- [WHAT IS ASKED] Each record below is to be reproduced without any change.

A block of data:
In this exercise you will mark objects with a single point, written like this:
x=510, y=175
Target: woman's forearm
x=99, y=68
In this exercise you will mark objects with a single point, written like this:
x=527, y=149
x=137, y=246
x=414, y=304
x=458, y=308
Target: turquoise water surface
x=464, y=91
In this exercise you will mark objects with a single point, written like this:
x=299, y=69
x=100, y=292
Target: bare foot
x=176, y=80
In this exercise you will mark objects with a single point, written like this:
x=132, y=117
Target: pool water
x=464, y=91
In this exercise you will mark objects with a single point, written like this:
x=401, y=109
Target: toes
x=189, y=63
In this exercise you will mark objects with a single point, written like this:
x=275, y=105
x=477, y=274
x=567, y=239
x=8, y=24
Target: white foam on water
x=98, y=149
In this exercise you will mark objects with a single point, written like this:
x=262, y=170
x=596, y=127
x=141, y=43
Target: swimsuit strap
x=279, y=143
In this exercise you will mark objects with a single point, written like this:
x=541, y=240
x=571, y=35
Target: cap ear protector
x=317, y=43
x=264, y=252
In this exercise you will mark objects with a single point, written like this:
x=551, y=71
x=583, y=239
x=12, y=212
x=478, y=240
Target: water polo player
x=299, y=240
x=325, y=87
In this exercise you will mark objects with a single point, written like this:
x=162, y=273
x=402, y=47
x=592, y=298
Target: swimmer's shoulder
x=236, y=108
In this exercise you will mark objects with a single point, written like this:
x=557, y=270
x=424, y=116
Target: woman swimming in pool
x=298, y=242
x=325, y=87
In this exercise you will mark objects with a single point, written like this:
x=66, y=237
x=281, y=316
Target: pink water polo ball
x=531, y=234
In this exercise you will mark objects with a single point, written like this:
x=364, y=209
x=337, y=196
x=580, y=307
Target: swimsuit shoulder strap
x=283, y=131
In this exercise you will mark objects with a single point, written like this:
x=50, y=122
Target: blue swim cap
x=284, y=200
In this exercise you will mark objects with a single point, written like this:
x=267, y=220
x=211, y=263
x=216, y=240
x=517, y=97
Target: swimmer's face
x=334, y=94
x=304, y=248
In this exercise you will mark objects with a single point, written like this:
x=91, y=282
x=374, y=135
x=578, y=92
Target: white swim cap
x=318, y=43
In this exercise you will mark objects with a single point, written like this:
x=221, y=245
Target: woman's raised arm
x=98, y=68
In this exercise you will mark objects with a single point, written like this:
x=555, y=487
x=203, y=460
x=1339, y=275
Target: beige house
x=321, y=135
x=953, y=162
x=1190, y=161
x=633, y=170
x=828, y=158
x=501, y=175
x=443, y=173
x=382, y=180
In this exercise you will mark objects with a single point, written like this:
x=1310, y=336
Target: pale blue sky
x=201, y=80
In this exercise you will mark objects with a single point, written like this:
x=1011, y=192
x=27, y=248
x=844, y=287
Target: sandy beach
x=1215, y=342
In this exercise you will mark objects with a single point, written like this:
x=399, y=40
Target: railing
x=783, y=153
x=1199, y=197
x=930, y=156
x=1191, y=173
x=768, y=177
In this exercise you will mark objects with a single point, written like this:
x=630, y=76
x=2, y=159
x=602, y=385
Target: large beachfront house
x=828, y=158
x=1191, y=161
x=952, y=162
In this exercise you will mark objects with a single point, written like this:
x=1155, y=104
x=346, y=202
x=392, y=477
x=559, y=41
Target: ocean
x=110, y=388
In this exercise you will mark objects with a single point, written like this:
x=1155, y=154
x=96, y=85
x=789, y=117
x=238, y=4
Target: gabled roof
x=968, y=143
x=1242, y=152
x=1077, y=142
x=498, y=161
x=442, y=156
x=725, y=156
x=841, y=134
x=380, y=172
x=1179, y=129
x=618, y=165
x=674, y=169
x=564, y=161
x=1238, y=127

- [ANSWER TO THIS PROBLEM]
In this exercise you will mark objects with a single point, written like this:
x=510, y=175
Target: woman's forearm
x=99, y=68
In this exercise you will mark objects with a single point, written like this:
x=527, y=149
x=137, y=246
x=414, y=304
x=458, y=308
Target: turquoise water surface
x=464, y=91
In this exercise you will mark objects with a single point, written like this:
x=299, y=69
x=100, y=292
Target: bare foot
x=176, y=80
In this exercise you will mark objects with a single point, written like this:
x=132, y=117
Target: pool water
x=464, y=91
In this exercise you will mark objects with a single point, written like this:
x=401, y=109
Target: toes
x=189, y=63
In this exercise you will mark objects with a single point, written like this:
x=275, y=105
x=477, y=274
x=567, y=239
x=8, y=24
Target: white foam on water
x=98, y=149
In this exercise you will mark objects with a single point, written like this:
x=262, y=170
x=596, y=127
x=141, y=43
Target: swimsuit strap
x=279, y=143
In this exercise you will mark objects with a single point, written like this:
x=541, y=240
x=571, y=35
Target: cap ear protector
x=317, y=43
x=264, y=252
In this exercise you will mark objects with a single point, written like this:
x=551, y=71
x=583, y=239
x=12, y=212
x=478, y=240
Target: water polo player
x=299, y=240
x=325, y=87
In this exercise you will mark objects with a single point, written like this:
x=162, y=273
x=402, y=47
x=592, y=298
Target: swimmer's shoulder
x=236, y=108
In this exercise you will mark objects with a single point, written like this:
x=557, y=270
x=424, y=116
Target: woman swimming in pool
x=298, y=242
x=325, y=87
In this exercise you will mark objects with a single point, written like this:
x=66, y=237
x=281, y=316
Target: pink water polo ball
x=531, y=234
In this exercise you will mark objects with a single point, written like this:
x=364, y=209
x=337, y=196
x=580, y=307
Target: swimsuit shoulder strap
x=283, y=131
In this exercise you will mark objects with a single point, written like this:
x=50, y=122
Target: blue swim cap
x=284, y=200
In this exercise you will mark objects with a single point, written like this:
x=267, y=220
x=211, y=263
x=216, y=240
x=517, y=97
Target: swimmer's face
x=334, y=94
x=304, y=248
In this exercise you will mark objects with a single point, written like this:
x=91, y=282
x=374, y=135
x=578, y=92
Target: white swim cap
x=318, y=43
In this exercise you will mark objects with a single point, written like this:
x=221, y=245
Target: woman's raised arm
x=98, y=68
In this exercise you will mark objects with a single point, written like this:
x=555, y=487
x=203, y=460
x=1339, y=275
Target: beige house
x=321, y=135
x=953, y=162
x=1190, y=161
x=633, y=170
x=828, y=158
x=501, y=175
x=443, y=173
x=382, y=180
In this exercise you will mark objects with a single point, written like this:
x=1310, y=336
Target: pale blue sky
x=201, y=80
In this exercise you will mark objects with a single point, written like this:
x=1011, y=192
x=27, y=248
x=844, y=287
Target: sandy beach
x=1215, y=342
In this exercise you will mark objects with a single point, written like this:
x=399, y=40
Target: railing
x=783, y=153
x=1199, y=197
x=930, y=156
x=1191, y=173
x=768, y=177
In this exercise you will mark objects with a single point, written like this:
x=630, y=76
x=2, y=159
x=602, y=385
Target: large beachfront house
x=828, y=158
x=1191, y=161
x=952, y=162
In this exercise you will mark objects with a single point, written like this:
x=1155, y=104
x=346, y=202
x=392, y=477
x=559, y=41
Target: ocean
x=110, y=388
In this exercise you will mark objects with a single point, written like this:
x=1155, y=154
x=96, y=85
x=789, y=117
x=238, y=4
Target: gabled roof
x=968, y=143
x=1242, y=152
x=1077, y=142
x=498, y=161
x=442, y=156
x=725, y=156
x=841, y=134
x=380, y=172
x=1179, y=129
x=618, y=165
x=674, y=169
x=564, y=161
x=1238, y=127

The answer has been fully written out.